§ **PROBLEM DETAILS**
Could the lines from the one with "the glowing light bulb" through the end of the listing be restated exactly, with nothing else included?

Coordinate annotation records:
## Begin

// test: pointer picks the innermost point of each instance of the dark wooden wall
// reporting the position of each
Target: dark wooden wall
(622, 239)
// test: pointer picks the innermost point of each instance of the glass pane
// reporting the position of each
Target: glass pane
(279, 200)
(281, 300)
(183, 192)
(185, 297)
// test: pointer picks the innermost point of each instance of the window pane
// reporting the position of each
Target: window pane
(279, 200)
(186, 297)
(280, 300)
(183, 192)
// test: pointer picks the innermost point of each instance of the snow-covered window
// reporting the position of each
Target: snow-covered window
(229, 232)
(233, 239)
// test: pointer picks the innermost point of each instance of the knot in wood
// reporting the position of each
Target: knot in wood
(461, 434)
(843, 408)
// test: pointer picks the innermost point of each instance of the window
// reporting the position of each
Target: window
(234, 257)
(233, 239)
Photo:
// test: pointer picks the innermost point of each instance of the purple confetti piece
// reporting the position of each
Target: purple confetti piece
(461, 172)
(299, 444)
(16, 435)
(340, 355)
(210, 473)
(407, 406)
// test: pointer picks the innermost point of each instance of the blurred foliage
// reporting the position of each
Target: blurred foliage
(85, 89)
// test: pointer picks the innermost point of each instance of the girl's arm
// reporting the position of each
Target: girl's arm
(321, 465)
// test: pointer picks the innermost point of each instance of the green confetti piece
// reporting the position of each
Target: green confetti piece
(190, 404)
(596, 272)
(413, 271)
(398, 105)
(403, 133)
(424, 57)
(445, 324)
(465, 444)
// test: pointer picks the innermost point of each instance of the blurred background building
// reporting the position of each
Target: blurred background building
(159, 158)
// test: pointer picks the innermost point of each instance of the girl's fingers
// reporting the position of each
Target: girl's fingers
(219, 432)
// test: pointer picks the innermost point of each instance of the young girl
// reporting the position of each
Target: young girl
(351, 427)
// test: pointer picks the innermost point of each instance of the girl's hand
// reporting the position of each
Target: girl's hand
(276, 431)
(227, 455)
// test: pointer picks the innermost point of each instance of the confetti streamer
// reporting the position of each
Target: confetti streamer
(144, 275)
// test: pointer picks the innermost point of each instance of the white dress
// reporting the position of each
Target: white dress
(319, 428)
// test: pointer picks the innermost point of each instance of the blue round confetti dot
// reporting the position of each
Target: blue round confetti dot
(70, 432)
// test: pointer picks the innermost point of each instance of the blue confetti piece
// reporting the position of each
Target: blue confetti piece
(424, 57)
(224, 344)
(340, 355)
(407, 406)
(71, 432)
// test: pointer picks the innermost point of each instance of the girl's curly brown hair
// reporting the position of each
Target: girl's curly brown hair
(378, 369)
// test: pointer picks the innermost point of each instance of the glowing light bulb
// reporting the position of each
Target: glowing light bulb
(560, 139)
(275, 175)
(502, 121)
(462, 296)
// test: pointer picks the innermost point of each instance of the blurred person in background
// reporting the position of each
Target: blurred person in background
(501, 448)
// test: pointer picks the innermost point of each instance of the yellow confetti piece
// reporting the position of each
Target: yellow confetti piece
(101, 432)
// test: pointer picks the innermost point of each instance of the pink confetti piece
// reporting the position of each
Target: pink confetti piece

## End

§ **RESULT**
// test: pointer picks the innermost point of each instance of the glowing light bulb
// reporting the position of each
Target: glowing light bulb
(560, 139)
(275, 175)
(502, 121)
(462, 296)
// test: pointer picks the innermost point of each instance of the blurred person in background
// reporting the position of each
Target: blurred person in background
(501, 448)
// test: pointer picks the innermost point of each instance of the yellow confetti piece
// reporting the position of each
Target: yellow confetti piece
(101, 432)
// test: pointer picks the innermost point of each instance of the pink confetti piece
// reporting the position of each
Target: pink confetti piece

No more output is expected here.